### TASK PROMPT
In the data below, how many lines contain the string "hand"? Reply with the number only.

-- SOURCE INFORMATION follows --

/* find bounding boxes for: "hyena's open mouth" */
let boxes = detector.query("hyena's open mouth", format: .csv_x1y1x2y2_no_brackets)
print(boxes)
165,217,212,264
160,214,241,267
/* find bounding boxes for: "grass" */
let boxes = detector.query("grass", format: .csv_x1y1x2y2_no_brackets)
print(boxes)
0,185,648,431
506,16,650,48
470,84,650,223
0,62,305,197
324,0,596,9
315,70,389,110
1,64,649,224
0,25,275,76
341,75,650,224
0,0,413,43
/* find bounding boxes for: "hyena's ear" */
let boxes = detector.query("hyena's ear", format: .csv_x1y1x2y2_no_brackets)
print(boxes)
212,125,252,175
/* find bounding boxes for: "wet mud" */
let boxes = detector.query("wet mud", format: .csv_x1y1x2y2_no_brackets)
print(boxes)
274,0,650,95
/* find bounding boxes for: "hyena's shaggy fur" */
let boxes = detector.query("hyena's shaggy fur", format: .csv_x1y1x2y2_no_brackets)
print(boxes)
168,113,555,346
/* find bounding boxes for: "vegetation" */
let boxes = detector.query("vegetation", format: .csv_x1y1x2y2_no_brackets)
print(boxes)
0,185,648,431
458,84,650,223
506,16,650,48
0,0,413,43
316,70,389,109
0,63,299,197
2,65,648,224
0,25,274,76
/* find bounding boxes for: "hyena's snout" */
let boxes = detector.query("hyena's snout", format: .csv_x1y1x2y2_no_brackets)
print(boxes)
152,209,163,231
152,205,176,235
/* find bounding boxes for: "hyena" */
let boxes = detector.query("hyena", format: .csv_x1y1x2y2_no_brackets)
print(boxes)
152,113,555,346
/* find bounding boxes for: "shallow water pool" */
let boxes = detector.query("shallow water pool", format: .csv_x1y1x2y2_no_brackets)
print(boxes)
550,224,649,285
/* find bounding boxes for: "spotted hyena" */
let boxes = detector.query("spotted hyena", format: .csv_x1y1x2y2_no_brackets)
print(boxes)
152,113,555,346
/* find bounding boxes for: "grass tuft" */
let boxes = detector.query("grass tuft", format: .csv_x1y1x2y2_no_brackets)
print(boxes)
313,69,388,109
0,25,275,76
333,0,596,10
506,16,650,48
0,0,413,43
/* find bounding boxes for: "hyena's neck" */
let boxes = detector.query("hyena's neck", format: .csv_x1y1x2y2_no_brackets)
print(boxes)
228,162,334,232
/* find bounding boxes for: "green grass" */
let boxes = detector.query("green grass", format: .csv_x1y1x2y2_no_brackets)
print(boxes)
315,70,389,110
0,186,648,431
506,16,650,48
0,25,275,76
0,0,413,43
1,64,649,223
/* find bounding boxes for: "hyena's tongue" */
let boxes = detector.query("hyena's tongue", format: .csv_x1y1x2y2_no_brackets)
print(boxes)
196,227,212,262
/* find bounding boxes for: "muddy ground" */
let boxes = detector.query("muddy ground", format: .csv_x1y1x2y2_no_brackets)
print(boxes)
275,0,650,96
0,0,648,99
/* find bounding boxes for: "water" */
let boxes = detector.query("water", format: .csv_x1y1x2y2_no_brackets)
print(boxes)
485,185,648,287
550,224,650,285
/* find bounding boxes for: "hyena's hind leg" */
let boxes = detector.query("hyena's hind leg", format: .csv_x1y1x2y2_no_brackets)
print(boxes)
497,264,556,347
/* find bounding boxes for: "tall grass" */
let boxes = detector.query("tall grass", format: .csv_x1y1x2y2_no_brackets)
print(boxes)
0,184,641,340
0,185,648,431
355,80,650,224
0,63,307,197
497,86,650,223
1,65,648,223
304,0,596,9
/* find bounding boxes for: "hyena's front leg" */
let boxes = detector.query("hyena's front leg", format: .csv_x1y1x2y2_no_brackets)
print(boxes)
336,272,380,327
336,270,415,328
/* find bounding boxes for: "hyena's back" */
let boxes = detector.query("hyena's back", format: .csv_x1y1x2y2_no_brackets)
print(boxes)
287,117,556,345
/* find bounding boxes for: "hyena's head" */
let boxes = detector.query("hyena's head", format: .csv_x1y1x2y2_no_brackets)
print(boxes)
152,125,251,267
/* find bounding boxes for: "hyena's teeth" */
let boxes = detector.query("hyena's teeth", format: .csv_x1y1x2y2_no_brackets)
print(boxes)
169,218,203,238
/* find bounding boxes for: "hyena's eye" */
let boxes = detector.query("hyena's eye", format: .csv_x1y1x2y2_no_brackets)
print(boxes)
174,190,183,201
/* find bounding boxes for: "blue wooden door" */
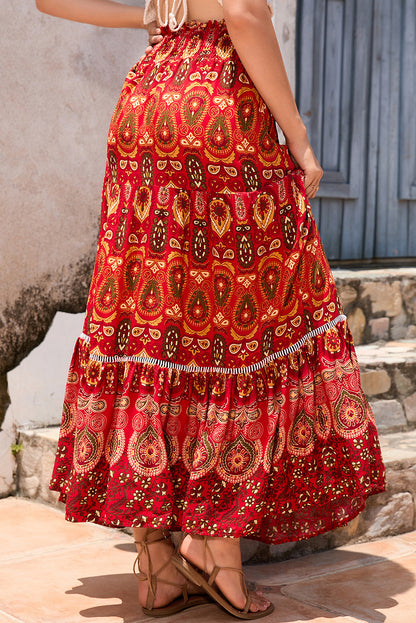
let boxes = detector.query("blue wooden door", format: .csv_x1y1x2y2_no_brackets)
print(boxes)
297,0,416,260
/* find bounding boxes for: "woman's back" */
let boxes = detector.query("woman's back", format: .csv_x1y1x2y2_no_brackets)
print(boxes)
144,0,224,31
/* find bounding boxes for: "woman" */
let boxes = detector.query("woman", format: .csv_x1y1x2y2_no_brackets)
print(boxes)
35,0,386,619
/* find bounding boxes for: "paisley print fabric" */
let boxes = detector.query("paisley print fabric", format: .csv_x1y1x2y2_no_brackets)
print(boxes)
50,20,386,543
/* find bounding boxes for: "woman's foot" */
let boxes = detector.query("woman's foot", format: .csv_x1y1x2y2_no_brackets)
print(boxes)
180,534,271,614
133,528,204,610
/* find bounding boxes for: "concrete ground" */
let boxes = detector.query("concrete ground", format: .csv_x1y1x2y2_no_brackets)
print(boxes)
0,498,414,623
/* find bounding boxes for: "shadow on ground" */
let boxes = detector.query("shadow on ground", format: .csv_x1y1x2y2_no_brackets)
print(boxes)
67,546,415,622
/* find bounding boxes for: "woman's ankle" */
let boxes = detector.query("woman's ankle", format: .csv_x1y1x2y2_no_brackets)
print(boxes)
133,527,170,543
181,533,242,570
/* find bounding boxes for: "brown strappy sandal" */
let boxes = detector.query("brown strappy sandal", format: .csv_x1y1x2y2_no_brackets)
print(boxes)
171,535,274,620
133,528,211,617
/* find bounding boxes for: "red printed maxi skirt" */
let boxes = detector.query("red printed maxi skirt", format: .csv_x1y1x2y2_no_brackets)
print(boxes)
50,20,386,543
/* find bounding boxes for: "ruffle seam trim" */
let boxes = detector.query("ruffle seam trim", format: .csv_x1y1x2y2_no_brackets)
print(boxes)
80,314,347,375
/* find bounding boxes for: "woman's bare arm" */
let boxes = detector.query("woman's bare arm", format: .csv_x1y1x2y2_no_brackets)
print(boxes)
35,0,145,29
223,0,322,197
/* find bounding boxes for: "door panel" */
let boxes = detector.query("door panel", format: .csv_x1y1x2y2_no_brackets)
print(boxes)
297,0,416,260
400,0,416,201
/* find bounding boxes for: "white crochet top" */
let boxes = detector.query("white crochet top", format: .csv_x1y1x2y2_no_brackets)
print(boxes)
144,0,273,32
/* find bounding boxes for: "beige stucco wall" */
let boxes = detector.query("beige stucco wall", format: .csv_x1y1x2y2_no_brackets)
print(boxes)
0,0,297,494
274,0,297,96
0,0,148,373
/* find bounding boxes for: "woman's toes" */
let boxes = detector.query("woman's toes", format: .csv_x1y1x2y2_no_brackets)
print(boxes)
248,590,270,612
255,587,267,598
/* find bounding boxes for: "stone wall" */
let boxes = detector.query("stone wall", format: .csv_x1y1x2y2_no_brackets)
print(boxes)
360,341,416,433
334,268,416,345
334,268,416,435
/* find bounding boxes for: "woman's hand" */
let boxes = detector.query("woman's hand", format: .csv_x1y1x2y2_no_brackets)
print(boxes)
144,21,163,55
286,136,323,199
222,0,323,199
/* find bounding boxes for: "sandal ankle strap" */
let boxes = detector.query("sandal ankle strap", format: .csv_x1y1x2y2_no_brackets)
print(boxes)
134,529,191,611
202,536,250,612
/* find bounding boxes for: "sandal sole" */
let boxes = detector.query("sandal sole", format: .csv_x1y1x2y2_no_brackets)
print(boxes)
143,593,212,617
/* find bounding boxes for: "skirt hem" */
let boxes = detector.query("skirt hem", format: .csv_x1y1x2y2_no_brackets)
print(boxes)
50,482,386,545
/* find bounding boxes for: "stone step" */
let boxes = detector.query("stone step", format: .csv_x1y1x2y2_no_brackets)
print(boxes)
356,339,416,434
333,267,416,346
15,426,416,563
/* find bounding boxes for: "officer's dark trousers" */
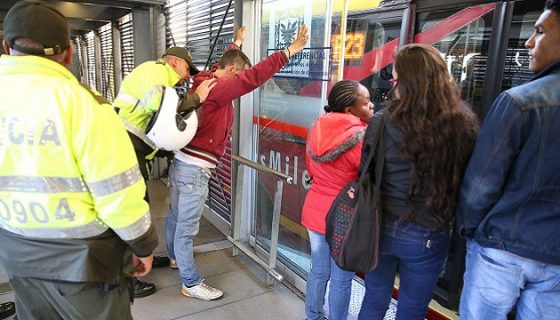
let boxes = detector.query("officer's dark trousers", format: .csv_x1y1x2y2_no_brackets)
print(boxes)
9,272,132,320
127,132,152,203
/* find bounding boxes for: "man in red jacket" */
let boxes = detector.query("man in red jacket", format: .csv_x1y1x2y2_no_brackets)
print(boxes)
164,24,308,300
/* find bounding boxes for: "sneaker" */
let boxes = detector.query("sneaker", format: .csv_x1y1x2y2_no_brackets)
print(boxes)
181,281,223,301
170,259,178,269
134,280,156,298
0,301,15,319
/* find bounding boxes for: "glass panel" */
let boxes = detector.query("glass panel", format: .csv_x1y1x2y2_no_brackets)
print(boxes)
501,2,542,91
416,3,496,117
334,8,401,105
256,0,329,278
254,0,390,278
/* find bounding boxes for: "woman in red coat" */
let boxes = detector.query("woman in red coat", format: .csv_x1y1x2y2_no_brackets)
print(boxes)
302,80,373,320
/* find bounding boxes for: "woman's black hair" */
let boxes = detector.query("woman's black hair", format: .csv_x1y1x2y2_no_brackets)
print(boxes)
324,80,361,113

-- SOURCE INFORMATION concluded --

### TASK RESULT
2